Sign Language Recognition, Turkish Sign Language (TID), 3D Convolutional Neural Networks, Score-level Fusion

1 Introduction

Sign Language is the means of communication of the Deaf, and each Deaf culture has its own sign language. Sign languages differ from the spoken language of the culture. Communication between the Deaf and the hearing relies mostly on the Deaf individual learning the spoken language and using lipreading and written text to communicate: A huge and unfair burden on the Deaf. The reverse, teaching the general population at least some sign language may be more feasible, and there are available educational courses for such aim. However, gaining expertise in sign language is difficult, and the communication problem is still unsolved. Automatic interpretation of sign languages is a necessary step for not only enabling the human-computer interaction but also facilitating the communication between the Deaf and the hearing individuals.

Automatic Sign Language Recognition (ASLR) refers to a broad field with different tasks, such as recognizing isolated sign glosses and continuous sign sentences. The objective of the ASLR system is to infer the meaning of the sign glosses or sentences and translate it to the spoken language. Recently, there has been an increased progress in these efforts: Sign Language Translation (SLT) has become an active research problem for creating interactive sign language interfaces for the deaf [2, 1, 3, 18]. A number of recent papers on the topic made use of neural network generated features. However, while the quality and representative power of these features in SLT are essential, and it is difficult to evaluate the representative potential of the elements in a pipeline setting where the overall system error is cumulative. For this reason, in this study, we aim to evaluate 3D Residual CNN Based Sign Language embeddings in terms of explanatory power in an Automatic Sign Language Recognition (ASLR) setting where temporal mix-up between signs and co-articulation is minimal. For the general case of Isolated SLR, the system aims to process a sign gloss and assign it to a single sign gloss label. In a limited context of supervised learning set-up, labels are glosses, which are transcription symbols assigned by sign language experts. There may be a single signer or multiple signers in communication; however, the ASLR system should be signer independent.

To convey the meaning of a performed sign gloss, Sign Languages use multiple channels, which are manifested as visual cues. We can classify these visual cues into two categories; (1) cues that are denoted as manual cues including hand shape and movement, and (2) cues that are non-manual features including facial expressions and upper body pose focusing on details without definitive large displacements.

• [Task details] Extend the passage on sign language recognition, picking up right after its final sentence. These entries come from a separate source.

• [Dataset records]

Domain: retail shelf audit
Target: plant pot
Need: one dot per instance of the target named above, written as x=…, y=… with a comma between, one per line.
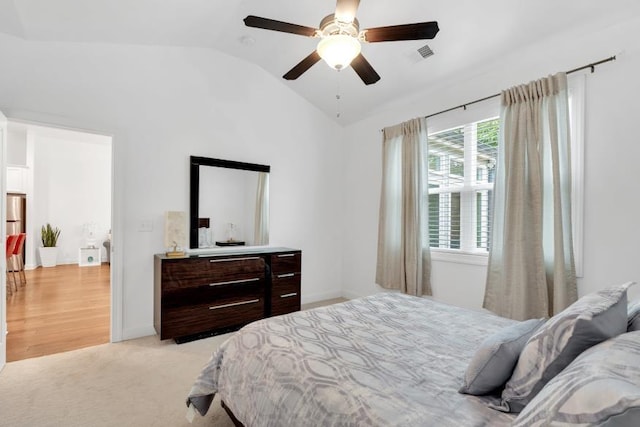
x=48, y=256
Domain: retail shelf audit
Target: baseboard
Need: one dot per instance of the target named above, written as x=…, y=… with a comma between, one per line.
x=307, y=299
x=351, y=295
x=139, y=332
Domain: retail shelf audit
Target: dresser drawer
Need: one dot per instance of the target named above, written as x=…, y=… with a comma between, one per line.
x=220, y=314
x=285, y=293
x=286, y=263
x=211, y=271
x=206, y=294
x=285, y=303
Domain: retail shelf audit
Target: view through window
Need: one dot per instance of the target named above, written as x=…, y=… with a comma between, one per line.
x=462, y=164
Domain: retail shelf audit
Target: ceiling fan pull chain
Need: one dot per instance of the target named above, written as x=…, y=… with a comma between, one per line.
x=338, y=96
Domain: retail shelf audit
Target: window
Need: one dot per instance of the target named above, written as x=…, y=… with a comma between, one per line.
x=462, y=161
x=462, y=164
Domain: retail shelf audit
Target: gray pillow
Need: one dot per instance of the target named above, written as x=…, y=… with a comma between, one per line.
x=600, y=387
x=633, y=316
x=590, y=320
x=493, y=362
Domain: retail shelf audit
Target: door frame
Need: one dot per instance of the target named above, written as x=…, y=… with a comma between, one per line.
x=116, y=254
x=3, y=236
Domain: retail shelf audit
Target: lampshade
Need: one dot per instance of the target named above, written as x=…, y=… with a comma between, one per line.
x=175, y=229
x=338, y=50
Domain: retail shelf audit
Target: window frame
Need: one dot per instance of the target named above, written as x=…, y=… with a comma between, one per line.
x=491, y=108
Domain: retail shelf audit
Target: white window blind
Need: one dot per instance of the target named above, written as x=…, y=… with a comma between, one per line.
x=462, y=163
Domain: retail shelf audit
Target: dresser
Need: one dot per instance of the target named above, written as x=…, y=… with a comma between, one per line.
x=204, y=294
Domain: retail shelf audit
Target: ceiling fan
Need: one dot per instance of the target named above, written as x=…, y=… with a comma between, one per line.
x=340, y=38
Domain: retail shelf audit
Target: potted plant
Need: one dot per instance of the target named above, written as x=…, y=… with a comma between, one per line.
x=49, y=251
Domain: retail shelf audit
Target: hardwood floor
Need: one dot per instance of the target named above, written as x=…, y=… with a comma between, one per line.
x=60, y=308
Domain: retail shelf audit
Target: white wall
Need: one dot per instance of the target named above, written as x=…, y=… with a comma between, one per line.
x=163, y=105
x=611, y=165
x=71, y=189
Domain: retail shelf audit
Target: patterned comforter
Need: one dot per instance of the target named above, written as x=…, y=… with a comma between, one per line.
x=384, y=360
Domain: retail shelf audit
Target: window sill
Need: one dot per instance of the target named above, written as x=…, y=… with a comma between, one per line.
x=459, y=257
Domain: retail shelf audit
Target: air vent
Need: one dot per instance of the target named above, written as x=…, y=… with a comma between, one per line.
x=425, y=51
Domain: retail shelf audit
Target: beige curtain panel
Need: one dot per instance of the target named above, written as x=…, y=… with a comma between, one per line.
x=531, y=269
x=403, y=252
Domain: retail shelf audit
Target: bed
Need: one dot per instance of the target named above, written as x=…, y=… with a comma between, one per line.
x=396, y=360
x=384, y=360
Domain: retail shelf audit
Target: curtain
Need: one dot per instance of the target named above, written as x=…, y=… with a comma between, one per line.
x=261, y=226
x=403, y=253
x=531, y=270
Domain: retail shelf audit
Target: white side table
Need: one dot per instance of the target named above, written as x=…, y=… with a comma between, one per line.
x=88, y=257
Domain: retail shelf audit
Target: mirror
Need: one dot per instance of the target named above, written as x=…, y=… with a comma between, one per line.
x=229, y=203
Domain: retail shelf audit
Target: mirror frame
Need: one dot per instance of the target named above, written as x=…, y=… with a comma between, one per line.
x=194, y=187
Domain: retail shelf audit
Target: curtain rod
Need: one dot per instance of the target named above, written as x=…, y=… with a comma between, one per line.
x=584, y=67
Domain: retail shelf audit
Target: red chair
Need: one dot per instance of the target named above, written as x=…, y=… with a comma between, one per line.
x=19, y=260
x=12, y=239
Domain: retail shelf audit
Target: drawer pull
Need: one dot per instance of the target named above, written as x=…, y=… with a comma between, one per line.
x=233, y=304
x=233, y=282
x=234, y=259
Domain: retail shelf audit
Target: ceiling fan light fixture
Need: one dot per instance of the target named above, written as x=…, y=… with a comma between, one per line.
x=338, y=50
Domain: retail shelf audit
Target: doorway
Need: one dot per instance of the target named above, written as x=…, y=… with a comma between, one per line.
x=66, y=179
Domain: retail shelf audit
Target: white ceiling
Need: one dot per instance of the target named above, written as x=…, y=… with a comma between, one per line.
x=471, y=33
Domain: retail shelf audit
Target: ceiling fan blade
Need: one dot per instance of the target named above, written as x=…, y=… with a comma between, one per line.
x=419, y=31
x=285, y=27
x=302, y=66
x=366, y=72
x=346, y=10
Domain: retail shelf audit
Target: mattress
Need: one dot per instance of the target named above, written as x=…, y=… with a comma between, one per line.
x=384, y=360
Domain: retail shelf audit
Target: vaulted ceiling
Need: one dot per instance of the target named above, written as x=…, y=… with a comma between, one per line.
x=472, y=33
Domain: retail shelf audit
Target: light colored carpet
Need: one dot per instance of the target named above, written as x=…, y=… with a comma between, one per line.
x=142, y=383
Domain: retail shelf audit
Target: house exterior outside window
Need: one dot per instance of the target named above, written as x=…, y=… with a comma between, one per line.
x=462, y=164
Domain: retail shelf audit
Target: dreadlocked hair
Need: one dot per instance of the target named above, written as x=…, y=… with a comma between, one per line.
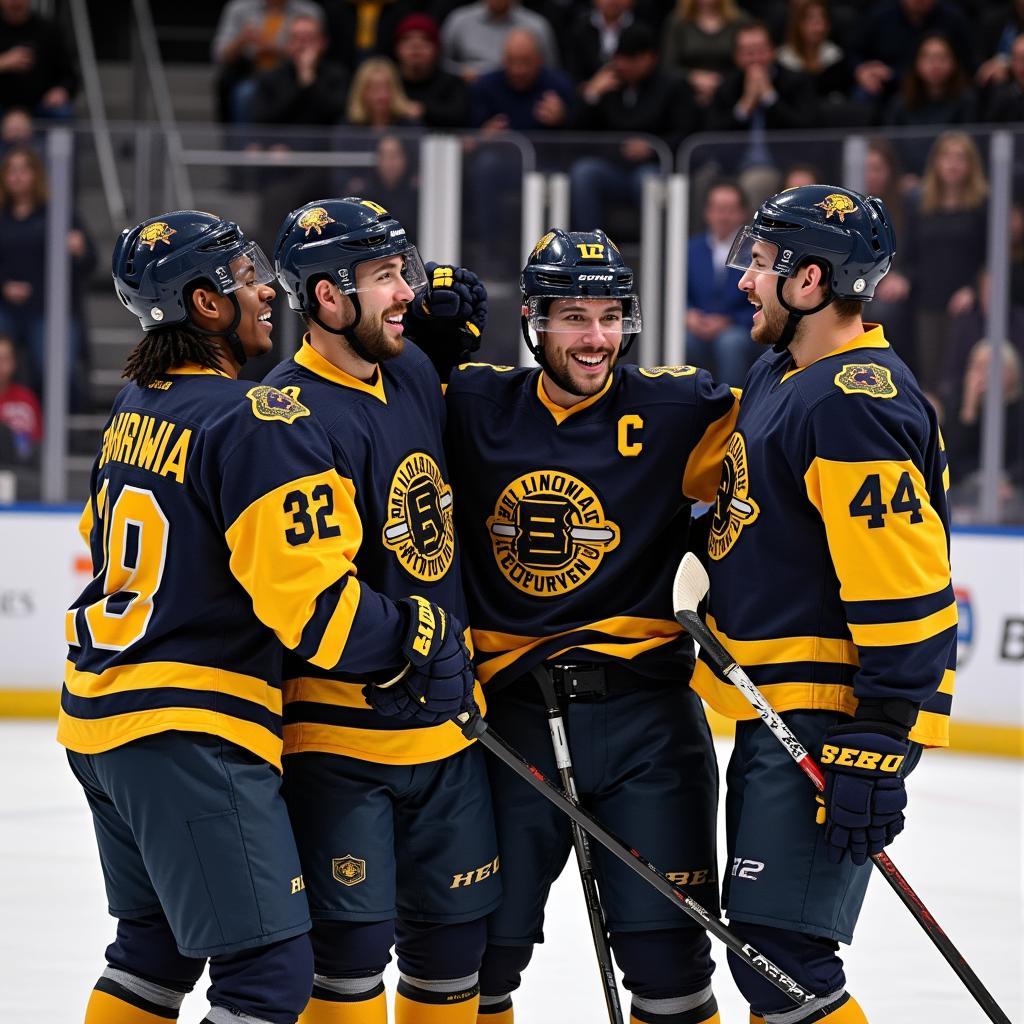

• [Task response]
Solving the problem of Isolated SLR requires specialized methods, which can be grouped into two categories. The first category is using handcrafted features, focusing on video trajectories and flow maps  [29, 19, 27]. The second set of methods includes machine learning algorithms and neural networks to improve classification performance  [14, 25, 19]. 3D CNN models have proven successful in various video tasks [23, 24]. Li et al. [14] adopted the same architecture in SLR and reported improved performance. However, Özdemir et al. [19] provided the comparison of 3D CNN models and handcrafted methods but have found that 3D CNNs are inferior to the state-of-the-art handcrafted IDT approach.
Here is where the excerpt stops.